#### Gestelde opdracht 1:
Geef uit het fragment over de Fiesta en de Polo letterlijk alles weer vanaf "Ford Fiesta vs." tot en met "graag geziene gast.".
#### Gestelde opdracht 2:
Vertaal de volgende zin uit het fragment over de Fiesta en de Polo naar het Engels: "De Polo is nieuw en gebruikt de nummer één in zijn segment en ook zijn Duitse tegenstrever van Ford is een graag geziene gast."
#### Gestelde opdracht 3:
Leg in één tot drie zinnen uit op grond waarvan het fragment over de Fiesta en de Polo de vraag opwerpt of hier de perfecte occasion staat.

#### Gekozen fragment:
Ford Fiesta vs. Volkswagen Polo - Occasion Test
Perfect formaat
Drie jaar jong, nog keurig onder de honderdduizend kilometer, lekker in de opties en voor heel veel mensen precies het juiste formaat. Hebben we hier de perfecte occasion? De Polo is nieuw en gebruikt de nummer één in zijn segment en ook zijn Duitse tegenstrever van Ford is een graag geziene gast.

#### Aangeleverde vermeldingen:

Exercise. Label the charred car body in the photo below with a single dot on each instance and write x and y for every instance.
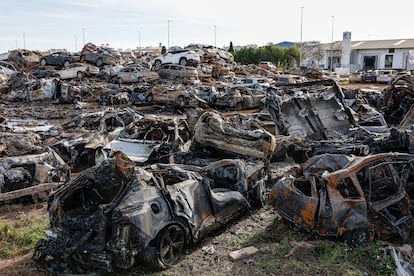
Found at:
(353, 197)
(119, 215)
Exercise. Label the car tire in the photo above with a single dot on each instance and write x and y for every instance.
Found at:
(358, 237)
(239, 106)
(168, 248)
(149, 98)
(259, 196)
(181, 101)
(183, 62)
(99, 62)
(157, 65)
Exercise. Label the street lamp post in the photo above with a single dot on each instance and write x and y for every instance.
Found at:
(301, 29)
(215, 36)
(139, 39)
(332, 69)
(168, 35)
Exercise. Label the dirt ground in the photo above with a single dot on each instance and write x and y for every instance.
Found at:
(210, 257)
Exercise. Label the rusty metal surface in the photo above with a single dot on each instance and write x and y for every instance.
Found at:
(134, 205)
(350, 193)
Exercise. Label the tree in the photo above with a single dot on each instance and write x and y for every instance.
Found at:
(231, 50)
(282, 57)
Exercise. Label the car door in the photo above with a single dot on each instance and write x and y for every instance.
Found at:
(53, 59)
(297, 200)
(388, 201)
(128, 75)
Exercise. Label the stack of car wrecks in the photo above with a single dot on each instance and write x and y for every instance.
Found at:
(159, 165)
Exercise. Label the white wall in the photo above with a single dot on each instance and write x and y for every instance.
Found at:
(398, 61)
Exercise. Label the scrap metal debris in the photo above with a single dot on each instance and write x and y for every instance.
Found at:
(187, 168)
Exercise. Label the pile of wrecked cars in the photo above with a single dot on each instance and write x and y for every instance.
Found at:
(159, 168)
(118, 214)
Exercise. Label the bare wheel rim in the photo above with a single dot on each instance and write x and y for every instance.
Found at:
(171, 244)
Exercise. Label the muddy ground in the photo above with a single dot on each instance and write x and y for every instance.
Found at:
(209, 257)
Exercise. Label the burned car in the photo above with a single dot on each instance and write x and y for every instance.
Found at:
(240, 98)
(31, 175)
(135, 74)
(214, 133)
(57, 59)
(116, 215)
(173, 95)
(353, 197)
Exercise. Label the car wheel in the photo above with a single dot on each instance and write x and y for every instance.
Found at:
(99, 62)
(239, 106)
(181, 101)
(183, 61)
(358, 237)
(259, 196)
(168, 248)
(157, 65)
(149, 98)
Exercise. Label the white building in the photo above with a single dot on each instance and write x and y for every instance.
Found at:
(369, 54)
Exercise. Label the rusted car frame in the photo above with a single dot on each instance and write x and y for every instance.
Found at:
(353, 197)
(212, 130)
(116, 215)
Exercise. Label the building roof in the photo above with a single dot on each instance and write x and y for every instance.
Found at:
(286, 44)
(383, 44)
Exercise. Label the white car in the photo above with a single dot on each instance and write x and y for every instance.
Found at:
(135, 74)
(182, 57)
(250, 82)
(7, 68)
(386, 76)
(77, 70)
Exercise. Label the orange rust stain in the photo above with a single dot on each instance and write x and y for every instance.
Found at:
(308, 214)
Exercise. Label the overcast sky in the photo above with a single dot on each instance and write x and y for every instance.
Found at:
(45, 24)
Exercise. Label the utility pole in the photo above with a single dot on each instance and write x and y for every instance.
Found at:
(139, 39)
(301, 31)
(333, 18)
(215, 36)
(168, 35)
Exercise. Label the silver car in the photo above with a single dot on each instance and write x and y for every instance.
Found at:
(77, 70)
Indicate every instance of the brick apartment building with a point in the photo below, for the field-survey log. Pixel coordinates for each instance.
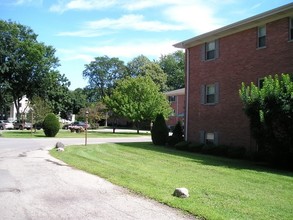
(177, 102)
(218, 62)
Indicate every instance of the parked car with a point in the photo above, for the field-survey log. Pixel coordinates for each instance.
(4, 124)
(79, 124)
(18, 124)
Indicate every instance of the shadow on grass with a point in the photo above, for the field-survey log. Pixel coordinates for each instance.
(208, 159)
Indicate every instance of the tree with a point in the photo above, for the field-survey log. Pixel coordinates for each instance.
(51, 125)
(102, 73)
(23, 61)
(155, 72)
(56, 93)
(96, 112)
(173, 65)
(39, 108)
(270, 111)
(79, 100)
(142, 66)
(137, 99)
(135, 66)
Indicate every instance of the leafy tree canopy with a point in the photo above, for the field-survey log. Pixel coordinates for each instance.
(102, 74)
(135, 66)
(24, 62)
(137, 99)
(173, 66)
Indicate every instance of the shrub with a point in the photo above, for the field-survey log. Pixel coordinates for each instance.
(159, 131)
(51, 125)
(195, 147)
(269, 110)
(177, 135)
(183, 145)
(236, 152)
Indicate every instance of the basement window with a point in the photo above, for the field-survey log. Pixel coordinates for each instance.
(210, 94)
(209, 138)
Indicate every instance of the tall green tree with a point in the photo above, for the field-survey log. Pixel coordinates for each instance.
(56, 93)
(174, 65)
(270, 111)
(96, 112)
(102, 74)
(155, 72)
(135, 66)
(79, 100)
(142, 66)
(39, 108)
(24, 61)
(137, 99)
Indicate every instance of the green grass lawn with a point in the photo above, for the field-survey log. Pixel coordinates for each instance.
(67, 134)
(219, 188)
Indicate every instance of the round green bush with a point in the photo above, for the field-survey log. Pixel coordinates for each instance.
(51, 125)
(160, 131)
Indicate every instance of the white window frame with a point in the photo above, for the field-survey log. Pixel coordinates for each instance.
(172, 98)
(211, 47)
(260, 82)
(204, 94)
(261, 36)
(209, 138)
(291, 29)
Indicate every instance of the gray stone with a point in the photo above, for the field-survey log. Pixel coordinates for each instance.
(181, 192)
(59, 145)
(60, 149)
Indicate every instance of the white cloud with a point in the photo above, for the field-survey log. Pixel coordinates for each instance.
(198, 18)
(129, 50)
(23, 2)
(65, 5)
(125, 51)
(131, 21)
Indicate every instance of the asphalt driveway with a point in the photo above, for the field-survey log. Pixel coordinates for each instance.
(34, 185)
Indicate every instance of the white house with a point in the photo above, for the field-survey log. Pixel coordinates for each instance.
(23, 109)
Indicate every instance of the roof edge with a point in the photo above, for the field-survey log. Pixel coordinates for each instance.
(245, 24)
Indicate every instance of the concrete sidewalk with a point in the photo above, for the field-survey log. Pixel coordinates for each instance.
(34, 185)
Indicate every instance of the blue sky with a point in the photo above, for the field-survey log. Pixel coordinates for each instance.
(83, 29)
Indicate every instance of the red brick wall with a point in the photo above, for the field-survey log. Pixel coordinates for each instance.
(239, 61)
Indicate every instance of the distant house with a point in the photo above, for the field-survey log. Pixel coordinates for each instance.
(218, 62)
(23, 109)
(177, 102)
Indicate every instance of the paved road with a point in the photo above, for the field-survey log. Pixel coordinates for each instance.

#### Volledige uitwerking 1:
Ford Fiesta vs. Volkswagen Polo - Occasion Test
Perfect formaat
Drie jaar jong, nog keurig onder de honderdduizend kilometer, lekker in de opties en voor heel veel mensen precies het juiste formaat. Hebben we hier de perfecte occasion? De Polo is nieuw en gebruikt de nummer één in zijn segment en ook zijn Duitse tegenstrever van Ford is een graag geziene gast.

#### Volledige uitwerking 2:
New and used, the Polo is the number one in its segment, and its German rival from Ford is a welcome guest as well.

#### Volledige uitwerking 3:
De auto's zijn drie jaar jong en hebben nog keurig minder dan honderdduizend kilometer gereden. Bovendien zijn ze lekker in de opties en hebben ze voor heel veel mensen precies het juiste formaat.